# INSTRUCTIONS
1. According to the Greg Louganis passage, how many years did Louganis live in the house that was sold?
2. Set down the Greg Louganis passage verbatim from "Since the film begins" up to and including "new fresh start.".
3. Resume the Greg Louganis interview passage from where it stops.

# PROVIDED PASSAGE
=======

Chaillot and Louganis were married in California in the fall of 2013 — and it’s a happy turning point included in the film — and since then, Chaillot has helped Louganis get many of his affairs in order and donated a trove of memorabilia to the National LGBT Museum, which plans to open its doors in New York City in 2019. “They now have the largest collection of Greg Louganis memorabilia collection in the world,” Chaillot says. “Hopefully they are going to do a preview of Greg’s stuff since next year since it’s an Olympic year. We kept some of the bigger items” — including medals from each of the Olympics — “But we donated items like Speedos he wore in competitions and the 1988 sweater he wore in Seoul, so these things would be in a place where the whole world can see them.”
Since the film begins with Louganis in dire financial straits and about to lose his Malibu home, we wanted to know how his life has changed since the filming took place and find out where he’s living these days.
Out: Was it odd that the film starts with you and the house and your financial situation?
Greg Louganis: When I first saw it, I got a little nervous. I think it was important to tell the story because it wasn’t unique: This was happening across the country with loans and the 2006 black mold scare. I know how empowering it can be to know that someone else has been through that. I think it was an important story to tell within the documentary. But we sold the house last year. It was kind of bittersweet, I lived there 29 years. But now we’re completely out of debt. I was able to pay my taxes, my loan, paid for our wedding. Now we have a whole new fresh start.

Greg Louganis

In many ways, the message of the film seems to be a cautionary tale for athletes and families of athletes to make them aware that you aren’t going to be “golden” your entire life.

=======

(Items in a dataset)
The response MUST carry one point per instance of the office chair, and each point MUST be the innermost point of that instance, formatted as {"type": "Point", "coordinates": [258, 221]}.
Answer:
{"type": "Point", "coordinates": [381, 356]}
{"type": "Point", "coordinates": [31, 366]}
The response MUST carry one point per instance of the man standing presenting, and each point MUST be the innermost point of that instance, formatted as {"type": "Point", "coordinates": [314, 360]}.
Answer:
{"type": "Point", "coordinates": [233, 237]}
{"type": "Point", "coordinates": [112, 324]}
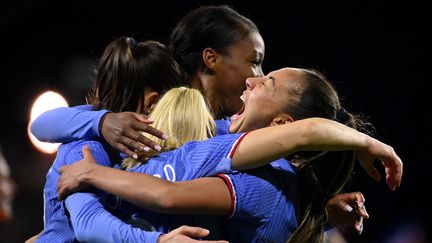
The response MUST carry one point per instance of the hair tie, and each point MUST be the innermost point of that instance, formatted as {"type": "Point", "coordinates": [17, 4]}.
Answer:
{"type": "Point", "coordinates": [341, 115]}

=======

# WRITTEN RESPONSES
1. 29 years

2.
Since the film begins with Louganis in dire financial straits and about to lose his Malibu home, we wanted to know how his life has changed since the filming took place and find out where he’s living these days.
Out: Was it odd that the film starts with you and the house and your financial situation?
Greg Louganis: When I first saw it, I got a little nervous. I think it was important to tell the story because it wasn’t unique: This was happening across the country with loans and the 2006 black mold scare. I know how empowering it can be to know that someone else has been through that. I think it was an important story to tell within the documentary. But we sold the house last year. It was kind of bittersweet, I lived there 29 years. But now we’re completely out of debt. I was able to pay my taxes, my loan, paid for our wedding. Now we have a whole new fresh start.

3.
Right. That’s why I wanted to talk about mentoring U.S. divers. It’s not just about getting to the Olympics and performing well at the games. What happens after? When you retire from your sport, you’re still pretty young and you almost lose your identity. To go through that process of: Now what do I do? I didn’t know what my passion was going to be. I’ve seen it with the other athletes, you reach a certain age, and you need something else to move to.
One of the more poignant lines from the documentary is when you explain that, having a coach who told you what to do, you never had to think about how to live your life. Do you have any advice for people who have that sort of relationship so it doesn’t necessarily translate into other parts of their lives?
My coach was trustworthy, and I trusted him. We were together for 10 years, so I trust him implicitly. I always knew he had my best interest at heart, but in the “real world” not everyone is trustworthy, so that was a real hard lesson for me to learn. I kept making the same mistakes again and again, but I needed to learn those lessons. I don’t have any regrets, but I would like, in an ideal world, for other athletes and performers and whomever would hear that and not make the same mistakes. Part of that is learning what questions to ask or doing the research, now that we have the Internet, you can look people up and do background checks.
SLIDESHOW: Champions: Heroes, Past and Present, Who Play For Our Team
One of the other details revealed in the doc that I didn’t know about: You never had a Wheaties box. I know it’s not the biggest accoldate, but I never realized that you were overlooked in that way.
You know what, I didn’t either until I was working with Cheryl on the documentary, and we were at the International Swimming Hall of Fame where they had all the Wheaties boxes lined up of all the aquatic athletes. It’s box after box after box, of some rather obscure names, and I’m going, “Oh my god, I am nowhere in that group.”
What did that feel like to realize that oversight?
Well that first came out with the book in ’95. I thought, Oh yeah, whatever. I didn’t really know the significance of it until we started working on Back on Board and I saw all the boxes and realized, I’m not there. That was the first time it really struck me what the significance of that was. I realized why people were upset.
But two of the reasons you thought were that there were rumors that you were gay or you felt you weren’t “All-American” enough. But that made me think about people wondering if that would affect Caitlyn Jenner in some way: Would Wheaties do something now that she came out as transgender or would the OIC take away her medals?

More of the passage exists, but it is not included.